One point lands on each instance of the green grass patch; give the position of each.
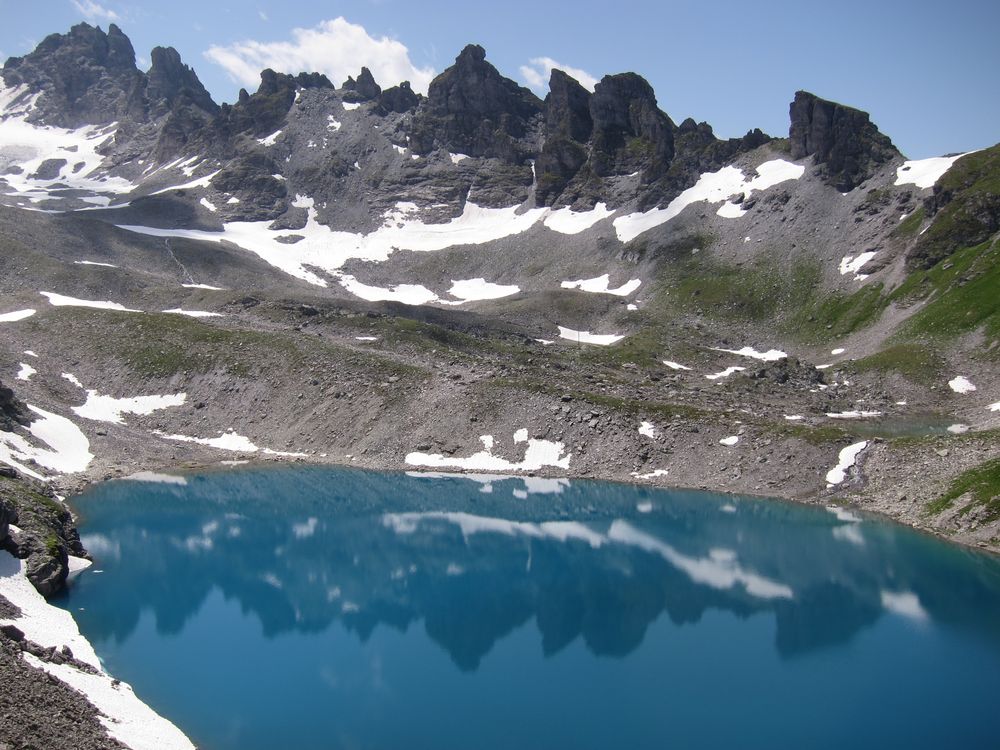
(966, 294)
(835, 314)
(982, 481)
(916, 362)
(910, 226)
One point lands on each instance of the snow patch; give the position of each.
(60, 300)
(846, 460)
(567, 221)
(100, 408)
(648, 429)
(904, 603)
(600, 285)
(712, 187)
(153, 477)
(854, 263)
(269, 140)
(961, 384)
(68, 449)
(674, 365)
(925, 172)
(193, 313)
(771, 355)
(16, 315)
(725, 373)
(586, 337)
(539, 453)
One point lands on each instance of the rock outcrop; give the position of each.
...
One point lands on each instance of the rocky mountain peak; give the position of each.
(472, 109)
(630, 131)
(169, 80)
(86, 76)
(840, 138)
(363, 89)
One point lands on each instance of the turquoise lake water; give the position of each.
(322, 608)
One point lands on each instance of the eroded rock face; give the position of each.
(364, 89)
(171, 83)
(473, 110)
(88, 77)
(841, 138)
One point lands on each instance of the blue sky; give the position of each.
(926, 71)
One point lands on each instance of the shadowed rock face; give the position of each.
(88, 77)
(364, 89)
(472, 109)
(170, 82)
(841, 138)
...
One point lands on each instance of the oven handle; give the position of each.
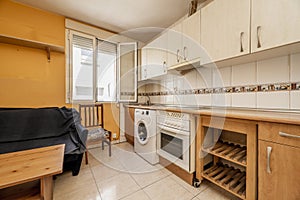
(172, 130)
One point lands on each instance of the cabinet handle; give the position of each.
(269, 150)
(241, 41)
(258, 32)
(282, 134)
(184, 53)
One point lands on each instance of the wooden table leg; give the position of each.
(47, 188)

§ **AIM OF THE EXERCISE**
Beginning with the line above that contains "One point lands on each instance of the green" and ending with the line that contains "One point lands on each instance of the rock outcrop;", quote each line exactly, keeping out the pictures.

§ **EXERCISE RESULT**
One point lands on each instance of the green grass patch; give the position of each.
(966, 294)
(835, 314)
(982, 481)
(916, 362)
(910, 226)
One point lands on each instance of the snow patch; give the position of each.
(60, 300)
(846, 460)
(567, 221)
(100, 408)
(648, 429)
(904, 603)
(600, 285)
(712, 187)
(153, 477)
(854, 263)
(269, 140)
(961, 384)
(68, 449)
(674, 365)
(925, 172)
(193, 313)
(771, 355)
(16, 315)
(725, 373)
(586, 337)
(539, 453)
One point lands on each instance of the rock outcrop; give the position of each.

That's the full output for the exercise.